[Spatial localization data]
# # #

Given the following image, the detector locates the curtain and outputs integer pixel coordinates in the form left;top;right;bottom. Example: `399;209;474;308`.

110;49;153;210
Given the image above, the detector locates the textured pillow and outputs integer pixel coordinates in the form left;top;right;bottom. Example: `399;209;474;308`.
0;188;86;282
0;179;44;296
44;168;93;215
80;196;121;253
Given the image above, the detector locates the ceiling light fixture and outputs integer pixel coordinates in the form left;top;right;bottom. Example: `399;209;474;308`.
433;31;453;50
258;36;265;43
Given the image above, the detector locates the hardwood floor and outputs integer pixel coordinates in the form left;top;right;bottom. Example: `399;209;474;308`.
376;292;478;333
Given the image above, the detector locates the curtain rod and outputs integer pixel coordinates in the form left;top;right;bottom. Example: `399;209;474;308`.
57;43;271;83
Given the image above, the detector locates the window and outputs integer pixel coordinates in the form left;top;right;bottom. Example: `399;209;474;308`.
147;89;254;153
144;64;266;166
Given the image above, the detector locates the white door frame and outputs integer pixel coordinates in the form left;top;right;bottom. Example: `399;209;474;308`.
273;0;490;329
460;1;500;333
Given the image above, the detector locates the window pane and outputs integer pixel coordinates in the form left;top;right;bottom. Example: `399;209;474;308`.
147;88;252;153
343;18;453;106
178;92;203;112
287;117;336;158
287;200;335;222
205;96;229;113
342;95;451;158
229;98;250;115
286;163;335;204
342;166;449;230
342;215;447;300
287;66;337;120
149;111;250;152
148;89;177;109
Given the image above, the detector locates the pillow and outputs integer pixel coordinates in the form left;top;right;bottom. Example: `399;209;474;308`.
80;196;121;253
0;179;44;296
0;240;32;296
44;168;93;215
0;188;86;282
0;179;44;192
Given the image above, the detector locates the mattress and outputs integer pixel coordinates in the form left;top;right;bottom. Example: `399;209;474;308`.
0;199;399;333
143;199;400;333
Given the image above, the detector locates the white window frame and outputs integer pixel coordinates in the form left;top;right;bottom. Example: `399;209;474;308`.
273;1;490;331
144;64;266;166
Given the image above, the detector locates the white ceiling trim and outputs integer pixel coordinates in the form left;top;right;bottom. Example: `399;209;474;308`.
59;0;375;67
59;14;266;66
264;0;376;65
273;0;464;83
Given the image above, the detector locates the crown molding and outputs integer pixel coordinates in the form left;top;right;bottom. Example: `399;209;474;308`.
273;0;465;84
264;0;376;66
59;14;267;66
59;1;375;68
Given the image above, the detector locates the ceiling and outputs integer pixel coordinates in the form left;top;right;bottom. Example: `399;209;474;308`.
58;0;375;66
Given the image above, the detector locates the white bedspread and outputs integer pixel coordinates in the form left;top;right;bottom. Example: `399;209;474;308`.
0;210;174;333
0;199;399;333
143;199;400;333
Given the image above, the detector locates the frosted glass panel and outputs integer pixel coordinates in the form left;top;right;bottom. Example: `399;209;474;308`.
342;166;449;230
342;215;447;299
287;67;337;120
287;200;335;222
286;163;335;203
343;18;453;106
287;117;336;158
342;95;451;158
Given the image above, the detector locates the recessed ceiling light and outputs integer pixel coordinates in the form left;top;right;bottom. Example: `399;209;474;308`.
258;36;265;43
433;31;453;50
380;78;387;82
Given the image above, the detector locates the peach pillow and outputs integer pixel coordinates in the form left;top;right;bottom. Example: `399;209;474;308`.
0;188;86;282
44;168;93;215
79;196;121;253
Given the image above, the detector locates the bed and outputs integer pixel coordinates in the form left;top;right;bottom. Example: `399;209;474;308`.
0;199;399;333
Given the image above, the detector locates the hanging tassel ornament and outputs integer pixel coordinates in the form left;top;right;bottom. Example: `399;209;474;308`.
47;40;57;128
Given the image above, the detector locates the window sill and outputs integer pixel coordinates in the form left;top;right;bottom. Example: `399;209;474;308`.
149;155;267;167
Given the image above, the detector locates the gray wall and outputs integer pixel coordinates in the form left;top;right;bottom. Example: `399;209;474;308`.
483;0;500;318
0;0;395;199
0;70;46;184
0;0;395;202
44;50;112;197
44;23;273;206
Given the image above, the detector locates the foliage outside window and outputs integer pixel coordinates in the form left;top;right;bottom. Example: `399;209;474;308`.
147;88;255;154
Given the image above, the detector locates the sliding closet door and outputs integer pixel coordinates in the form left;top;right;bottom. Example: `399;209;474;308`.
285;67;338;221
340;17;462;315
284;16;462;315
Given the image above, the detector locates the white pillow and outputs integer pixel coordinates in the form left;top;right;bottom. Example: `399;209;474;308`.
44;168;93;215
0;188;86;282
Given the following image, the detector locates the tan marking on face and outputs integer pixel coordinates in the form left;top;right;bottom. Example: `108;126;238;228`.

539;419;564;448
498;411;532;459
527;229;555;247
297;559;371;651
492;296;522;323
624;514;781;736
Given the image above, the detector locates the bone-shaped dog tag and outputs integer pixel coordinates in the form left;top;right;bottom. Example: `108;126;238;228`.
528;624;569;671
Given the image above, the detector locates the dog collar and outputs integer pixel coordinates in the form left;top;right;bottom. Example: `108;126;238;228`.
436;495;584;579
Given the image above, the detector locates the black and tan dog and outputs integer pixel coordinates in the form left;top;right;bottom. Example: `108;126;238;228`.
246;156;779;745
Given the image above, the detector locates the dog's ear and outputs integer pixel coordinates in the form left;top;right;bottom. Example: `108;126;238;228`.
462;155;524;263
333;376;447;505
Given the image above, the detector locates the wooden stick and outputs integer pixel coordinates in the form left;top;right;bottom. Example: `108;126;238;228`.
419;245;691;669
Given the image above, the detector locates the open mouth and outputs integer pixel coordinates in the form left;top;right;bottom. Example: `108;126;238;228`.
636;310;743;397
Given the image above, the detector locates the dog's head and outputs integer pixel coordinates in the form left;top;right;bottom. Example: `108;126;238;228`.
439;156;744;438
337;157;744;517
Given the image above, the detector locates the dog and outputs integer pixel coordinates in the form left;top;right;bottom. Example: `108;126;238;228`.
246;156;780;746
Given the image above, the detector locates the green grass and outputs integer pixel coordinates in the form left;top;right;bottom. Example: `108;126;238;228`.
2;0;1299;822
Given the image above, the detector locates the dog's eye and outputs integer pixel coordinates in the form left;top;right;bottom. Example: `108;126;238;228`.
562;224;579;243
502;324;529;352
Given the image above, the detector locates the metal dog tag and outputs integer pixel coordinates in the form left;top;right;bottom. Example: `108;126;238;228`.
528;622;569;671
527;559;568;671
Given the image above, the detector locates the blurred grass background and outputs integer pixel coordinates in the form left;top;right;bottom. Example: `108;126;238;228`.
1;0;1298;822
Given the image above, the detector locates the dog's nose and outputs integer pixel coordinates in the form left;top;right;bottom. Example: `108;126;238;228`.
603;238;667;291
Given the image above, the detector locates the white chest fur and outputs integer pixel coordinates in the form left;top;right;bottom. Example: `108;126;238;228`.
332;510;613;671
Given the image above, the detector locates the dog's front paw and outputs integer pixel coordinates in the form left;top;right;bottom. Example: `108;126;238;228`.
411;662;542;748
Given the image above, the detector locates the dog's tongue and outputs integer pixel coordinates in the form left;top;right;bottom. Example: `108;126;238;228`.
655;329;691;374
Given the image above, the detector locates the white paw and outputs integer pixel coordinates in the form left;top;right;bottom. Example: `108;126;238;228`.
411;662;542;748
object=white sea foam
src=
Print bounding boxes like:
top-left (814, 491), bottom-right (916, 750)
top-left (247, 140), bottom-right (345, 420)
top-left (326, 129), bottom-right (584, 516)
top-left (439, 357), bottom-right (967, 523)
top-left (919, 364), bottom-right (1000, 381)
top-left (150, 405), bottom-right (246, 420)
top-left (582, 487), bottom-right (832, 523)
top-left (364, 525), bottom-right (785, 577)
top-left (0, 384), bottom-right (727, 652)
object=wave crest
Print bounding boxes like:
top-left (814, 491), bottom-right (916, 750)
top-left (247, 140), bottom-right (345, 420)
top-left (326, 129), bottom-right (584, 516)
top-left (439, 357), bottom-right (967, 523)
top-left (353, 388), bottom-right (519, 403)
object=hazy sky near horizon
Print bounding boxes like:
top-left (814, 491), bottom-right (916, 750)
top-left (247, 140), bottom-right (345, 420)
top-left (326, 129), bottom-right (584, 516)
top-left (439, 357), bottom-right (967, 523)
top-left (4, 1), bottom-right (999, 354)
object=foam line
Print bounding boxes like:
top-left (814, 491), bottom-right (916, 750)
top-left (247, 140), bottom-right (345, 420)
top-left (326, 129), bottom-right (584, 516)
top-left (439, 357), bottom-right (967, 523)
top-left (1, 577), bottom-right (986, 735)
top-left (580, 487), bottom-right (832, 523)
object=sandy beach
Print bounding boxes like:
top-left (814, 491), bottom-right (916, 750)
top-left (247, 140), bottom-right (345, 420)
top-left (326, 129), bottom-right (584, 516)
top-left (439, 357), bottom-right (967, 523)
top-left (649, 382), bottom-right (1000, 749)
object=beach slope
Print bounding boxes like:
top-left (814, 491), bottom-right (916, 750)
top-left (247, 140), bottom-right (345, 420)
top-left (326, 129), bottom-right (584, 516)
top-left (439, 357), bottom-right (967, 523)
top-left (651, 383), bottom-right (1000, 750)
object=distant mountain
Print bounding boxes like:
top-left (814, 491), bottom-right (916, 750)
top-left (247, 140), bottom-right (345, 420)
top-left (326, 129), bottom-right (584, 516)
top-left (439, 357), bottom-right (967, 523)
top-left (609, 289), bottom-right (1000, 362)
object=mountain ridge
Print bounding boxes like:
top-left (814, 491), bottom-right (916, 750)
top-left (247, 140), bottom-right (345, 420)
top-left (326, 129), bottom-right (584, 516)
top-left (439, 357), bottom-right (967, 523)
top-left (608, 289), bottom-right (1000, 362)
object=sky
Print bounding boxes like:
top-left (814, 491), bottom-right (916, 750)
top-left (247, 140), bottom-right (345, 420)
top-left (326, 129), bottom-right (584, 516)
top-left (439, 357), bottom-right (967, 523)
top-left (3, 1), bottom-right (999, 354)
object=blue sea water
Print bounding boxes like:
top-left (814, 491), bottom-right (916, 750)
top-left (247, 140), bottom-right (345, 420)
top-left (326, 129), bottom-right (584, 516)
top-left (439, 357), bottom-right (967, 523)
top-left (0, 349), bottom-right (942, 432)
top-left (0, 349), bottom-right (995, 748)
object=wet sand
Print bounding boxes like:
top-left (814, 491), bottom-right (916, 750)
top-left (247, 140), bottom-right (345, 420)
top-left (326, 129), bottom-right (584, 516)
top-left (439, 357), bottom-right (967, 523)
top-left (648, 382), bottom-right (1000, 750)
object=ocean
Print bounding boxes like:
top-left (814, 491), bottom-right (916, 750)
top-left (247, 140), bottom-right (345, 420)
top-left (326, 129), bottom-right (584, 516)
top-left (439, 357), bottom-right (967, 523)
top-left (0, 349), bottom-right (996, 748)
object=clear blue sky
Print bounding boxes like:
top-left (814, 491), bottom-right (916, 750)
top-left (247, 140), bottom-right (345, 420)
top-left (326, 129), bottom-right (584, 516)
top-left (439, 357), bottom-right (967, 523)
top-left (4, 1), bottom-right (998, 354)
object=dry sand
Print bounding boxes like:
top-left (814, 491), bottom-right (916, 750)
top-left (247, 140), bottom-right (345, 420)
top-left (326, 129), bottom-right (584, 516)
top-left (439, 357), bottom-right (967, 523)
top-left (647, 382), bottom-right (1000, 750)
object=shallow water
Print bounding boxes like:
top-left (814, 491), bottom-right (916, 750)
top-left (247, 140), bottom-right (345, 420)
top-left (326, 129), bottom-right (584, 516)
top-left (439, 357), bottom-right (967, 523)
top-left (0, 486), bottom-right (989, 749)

# # #

The task = Look through the entries above and report each line where the string "mountain" occurs.

Answer for the task =
object=distant mountain
object=mountain ridge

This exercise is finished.